### Problem requirements
Rewrite the following lines with "white panel door" replaced by "wooden panel door", keeping everything else unchanged. Leave the pictures out of your answer.

### Exercise input
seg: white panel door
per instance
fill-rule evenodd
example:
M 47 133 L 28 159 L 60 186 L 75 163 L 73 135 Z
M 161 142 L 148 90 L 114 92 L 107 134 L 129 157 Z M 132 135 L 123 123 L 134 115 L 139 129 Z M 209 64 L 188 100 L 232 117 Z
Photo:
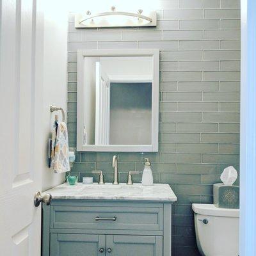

### Completed exercise
seg: wooden panel door
per instance
fill-rule evenodd
example:
M 47 133 L 28 159 L 60 186 L 75 163 L 73 135 Z
M 161 142 L 148 90 L 114 92 L 107 134 L 129 157 Z M 132 135 L 123 123 L 134 115 L 139 129 Z M 209 64 L 188 100 L 232 117 Z
Photo:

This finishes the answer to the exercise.